Supplied material

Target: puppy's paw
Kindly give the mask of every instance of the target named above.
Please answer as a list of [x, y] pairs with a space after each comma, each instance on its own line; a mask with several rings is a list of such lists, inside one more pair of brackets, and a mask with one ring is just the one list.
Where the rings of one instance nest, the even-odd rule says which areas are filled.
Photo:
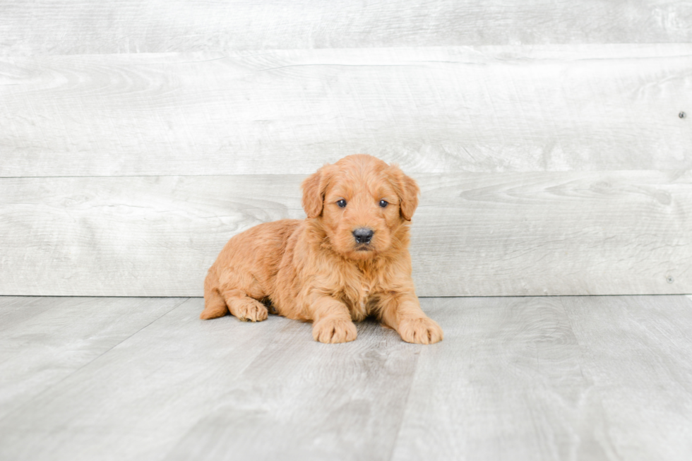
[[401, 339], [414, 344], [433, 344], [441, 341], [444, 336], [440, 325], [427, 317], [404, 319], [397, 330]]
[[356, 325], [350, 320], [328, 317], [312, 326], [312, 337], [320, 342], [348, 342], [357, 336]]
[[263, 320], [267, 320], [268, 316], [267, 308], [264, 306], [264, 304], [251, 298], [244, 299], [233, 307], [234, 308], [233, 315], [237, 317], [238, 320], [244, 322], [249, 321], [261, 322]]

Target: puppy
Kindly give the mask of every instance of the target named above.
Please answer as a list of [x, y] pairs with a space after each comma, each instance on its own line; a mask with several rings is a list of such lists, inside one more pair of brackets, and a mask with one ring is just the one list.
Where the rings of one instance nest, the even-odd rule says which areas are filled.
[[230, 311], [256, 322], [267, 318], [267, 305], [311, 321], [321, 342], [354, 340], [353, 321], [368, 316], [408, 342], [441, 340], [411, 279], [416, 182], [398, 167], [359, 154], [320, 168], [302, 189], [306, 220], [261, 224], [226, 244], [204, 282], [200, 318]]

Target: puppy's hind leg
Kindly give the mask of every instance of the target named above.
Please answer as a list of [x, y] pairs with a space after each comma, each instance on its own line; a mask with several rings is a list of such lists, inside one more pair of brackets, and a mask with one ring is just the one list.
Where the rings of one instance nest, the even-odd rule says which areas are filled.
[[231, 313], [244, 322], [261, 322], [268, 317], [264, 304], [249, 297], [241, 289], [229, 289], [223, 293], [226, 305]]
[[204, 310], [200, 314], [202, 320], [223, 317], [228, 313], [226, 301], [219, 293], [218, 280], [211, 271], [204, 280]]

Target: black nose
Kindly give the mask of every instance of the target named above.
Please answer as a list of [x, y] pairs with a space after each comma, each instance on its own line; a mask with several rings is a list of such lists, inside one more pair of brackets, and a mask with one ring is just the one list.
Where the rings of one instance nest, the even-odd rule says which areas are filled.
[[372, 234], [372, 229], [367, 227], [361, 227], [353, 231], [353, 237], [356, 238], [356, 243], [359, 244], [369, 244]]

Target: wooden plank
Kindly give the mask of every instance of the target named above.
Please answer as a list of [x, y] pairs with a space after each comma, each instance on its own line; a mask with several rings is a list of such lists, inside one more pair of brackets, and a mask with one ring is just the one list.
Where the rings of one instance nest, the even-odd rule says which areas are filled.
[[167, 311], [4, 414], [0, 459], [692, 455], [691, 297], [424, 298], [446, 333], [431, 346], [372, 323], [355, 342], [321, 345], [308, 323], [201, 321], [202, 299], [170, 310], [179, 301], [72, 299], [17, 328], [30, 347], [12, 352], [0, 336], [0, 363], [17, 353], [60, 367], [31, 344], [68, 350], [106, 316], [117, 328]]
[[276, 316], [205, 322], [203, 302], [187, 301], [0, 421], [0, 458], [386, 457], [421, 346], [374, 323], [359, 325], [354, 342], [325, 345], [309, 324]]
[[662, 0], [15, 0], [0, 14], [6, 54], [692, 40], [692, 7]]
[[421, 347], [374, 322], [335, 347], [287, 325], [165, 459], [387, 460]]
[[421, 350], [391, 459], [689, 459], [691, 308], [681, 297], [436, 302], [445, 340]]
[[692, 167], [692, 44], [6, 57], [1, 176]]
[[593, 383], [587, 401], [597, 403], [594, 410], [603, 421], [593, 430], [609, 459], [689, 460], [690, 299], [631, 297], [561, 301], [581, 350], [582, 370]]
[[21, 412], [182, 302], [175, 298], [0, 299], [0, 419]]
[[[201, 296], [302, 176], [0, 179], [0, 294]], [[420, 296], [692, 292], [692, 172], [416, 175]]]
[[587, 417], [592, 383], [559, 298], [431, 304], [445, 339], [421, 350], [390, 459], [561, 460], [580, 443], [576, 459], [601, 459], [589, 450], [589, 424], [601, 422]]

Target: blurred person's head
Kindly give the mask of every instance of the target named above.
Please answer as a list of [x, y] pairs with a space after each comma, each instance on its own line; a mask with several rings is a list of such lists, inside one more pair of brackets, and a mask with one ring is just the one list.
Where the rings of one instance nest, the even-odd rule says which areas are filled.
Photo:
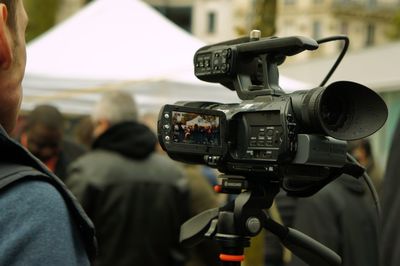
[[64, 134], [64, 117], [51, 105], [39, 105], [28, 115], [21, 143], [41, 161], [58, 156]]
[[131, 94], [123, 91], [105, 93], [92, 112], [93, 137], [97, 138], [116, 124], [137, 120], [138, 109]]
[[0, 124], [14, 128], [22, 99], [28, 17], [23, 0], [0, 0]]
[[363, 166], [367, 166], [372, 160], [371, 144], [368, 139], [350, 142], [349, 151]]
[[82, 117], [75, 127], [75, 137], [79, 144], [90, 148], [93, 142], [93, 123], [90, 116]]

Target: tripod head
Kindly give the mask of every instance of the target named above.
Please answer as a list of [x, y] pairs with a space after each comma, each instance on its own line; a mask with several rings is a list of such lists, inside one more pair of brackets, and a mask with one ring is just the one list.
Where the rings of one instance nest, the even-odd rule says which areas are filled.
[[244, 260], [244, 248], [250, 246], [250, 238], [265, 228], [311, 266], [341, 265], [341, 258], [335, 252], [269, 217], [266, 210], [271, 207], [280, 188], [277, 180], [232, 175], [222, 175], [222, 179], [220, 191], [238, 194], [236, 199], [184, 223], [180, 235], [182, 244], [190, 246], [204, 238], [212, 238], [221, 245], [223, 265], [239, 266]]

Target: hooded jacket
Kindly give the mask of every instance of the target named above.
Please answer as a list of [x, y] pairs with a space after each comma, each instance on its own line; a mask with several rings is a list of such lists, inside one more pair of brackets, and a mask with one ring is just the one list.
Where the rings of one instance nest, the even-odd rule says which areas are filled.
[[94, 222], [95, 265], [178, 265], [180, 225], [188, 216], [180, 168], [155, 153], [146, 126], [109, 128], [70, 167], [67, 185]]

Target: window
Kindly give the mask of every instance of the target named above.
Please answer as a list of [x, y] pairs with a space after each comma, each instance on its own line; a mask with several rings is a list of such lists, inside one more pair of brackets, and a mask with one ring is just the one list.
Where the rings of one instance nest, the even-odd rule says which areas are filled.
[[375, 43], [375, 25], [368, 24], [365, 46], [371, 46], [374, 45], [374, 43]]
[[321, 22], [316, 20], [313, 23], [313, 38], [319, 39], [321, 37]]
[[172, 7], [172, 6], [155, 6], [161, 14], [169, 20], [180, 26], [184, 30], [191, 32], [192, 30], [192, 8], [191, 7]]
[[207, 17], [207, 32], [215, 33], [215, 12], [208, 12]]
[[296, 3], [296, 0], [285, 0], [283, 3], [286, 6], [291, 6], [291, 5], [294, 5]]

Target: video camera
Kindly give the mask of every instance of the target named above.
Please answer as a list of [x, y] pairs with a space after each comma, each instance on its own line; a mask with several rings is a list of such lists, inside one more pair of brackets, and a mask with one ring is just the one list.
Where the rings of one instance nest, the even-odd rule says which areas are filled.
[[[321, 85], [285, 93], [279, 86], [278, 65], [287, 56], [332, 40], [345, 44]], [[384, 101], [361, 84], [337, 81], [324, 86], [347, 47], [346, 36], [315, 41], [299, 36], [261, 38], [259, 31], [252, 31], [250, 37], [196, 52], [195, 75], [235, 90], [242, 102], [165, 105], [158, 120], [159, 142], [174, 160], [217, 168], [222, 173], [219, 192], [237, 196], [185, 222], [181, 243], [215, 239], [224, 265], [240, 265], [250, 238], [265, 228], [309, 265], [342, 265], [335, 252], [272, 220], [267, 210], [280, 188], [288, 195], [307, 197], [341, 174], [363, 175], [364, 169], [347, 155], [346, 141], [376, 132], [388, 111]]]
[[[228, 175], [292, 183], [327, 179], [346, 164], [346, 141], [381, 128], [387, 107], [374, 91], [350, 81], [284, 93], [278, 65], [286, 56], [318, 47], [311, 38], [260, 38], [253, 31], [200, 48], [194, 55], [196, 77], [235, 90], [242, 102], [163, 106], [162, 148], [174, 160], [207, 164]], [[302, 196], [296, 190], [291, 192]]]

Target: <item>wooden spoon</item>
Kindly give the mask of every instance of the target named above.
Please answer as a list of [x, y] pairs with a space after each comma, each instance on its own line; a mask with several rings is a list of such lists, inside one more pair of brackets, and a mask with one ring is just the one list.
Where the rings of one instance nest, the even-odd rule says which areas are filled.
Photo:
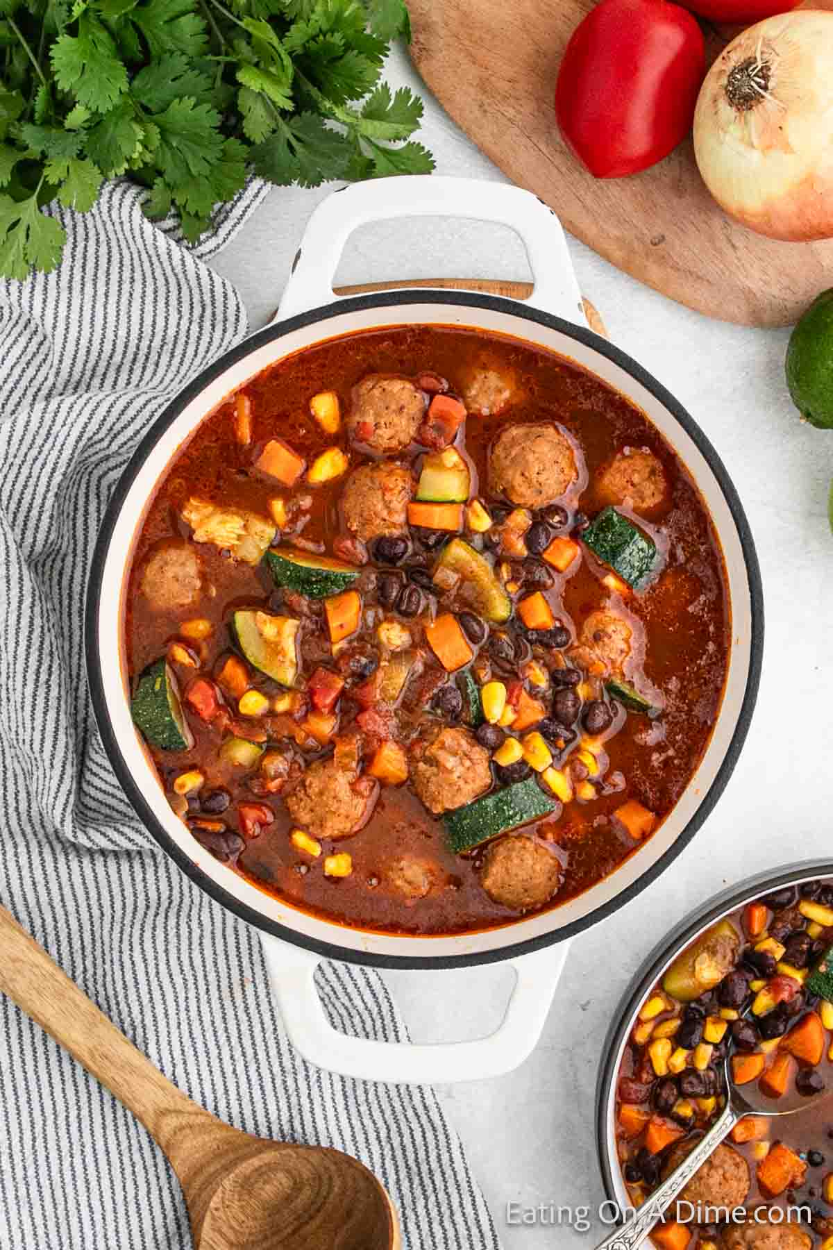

---

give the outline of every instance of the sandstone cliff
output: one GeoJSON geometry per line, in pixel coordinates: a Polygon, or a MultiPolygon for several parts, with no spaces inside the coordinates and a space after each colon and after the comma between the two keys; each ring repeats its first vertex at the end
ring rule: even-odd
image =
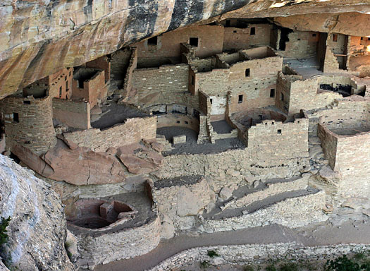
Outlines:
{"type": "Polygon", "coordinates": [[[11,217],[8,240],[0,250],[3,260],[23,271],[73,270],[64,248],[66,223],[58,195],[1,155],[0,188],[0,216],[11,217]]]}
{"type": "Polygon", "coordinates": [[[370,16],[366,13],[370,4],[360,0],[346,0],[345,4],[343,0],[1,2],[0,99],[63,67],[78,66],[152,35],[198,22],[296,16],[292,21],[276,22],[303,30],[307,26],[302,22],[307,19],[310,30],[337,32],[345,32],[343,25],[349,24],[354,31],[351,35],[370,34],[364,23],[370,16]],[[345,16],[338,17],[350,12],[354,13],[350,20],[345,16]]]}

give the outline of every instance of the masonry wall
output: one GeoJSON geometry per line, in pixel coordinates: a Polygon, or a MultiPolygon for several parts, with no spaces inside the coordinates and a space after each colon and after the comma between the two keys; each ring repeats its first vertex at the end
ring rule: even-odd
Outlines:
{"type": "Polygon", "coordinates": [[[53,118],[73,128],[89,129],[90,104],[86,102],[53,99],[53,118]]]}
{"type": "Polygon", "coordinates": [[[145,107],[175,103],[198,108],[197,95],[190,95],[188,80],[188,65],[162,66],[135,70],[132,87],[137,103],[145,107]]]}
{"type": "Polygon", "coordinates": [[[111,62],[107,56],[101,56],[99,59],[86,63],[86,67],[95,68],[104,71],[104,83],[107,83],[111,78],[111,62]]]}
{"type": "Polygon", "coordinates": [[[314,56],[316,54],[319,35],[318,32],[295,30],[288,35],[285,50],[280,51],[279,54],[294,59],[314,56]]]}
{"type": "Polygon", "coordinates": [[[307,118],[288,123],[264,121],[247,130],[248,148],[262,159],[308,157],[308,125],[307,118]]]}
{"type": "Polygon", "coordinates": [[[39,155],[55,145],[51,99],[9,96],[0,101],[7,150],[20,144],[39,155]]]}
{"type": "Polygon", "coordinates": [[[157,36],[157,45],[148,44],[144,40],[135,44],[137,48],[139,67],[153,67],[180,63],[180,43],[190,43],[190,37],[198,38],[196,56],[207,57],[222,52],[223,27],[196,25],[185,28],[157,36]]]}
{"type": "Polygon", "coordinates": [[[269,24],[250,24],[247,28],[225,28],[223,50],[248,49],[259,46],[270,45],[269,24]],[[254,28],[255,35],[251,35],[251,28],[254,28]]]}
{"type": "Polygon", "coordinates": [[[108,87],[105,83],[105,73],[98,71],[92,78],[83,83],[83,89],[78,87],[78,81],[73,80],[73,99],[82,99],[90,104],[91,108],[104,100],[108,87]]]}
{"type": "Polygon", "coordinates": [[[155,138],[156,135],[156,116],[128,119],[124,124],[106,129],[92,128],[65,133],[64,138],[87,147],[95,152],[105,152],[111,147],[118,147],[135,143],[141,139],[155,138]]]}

Task requirements
Copy the stretch of material from the line containing "Target: puppy's paw" through the line containing "321], [261, 322]]", both lines included. Leave the pictures out.

Full answer
Target: puppy's paw
Kindly give the mask of every instance of the target named above.
Please answer as a list of [x, y] pairs with a space after each comma, each instance on its own line; a mask with several rings is a list of such lists, inside one more pair of brackets, and a mask with one ring is just the one list.
Where the rings of one instance nest, the even-odd rule says which areas are filled.
Photo:
[[401, 339], [414, 344], [433, 344], [441, 341], [444, 336], [440, 325], [427, 317], [404, 319], [397, 330]]
[[356, 325], [350, 320], [328, 317], [312, 326], [312, 337], [320, 342], [348, 342], [357, 336]]
[[263, 320], [267, 320], [268, 316], [267, 308], [264, 306], [264, 304], [251, 298], [244, 299], [233, 307], [234, 308], [233, 315], [237, 317], [238, 320], [244, 322], [249, 321], [261, 322]]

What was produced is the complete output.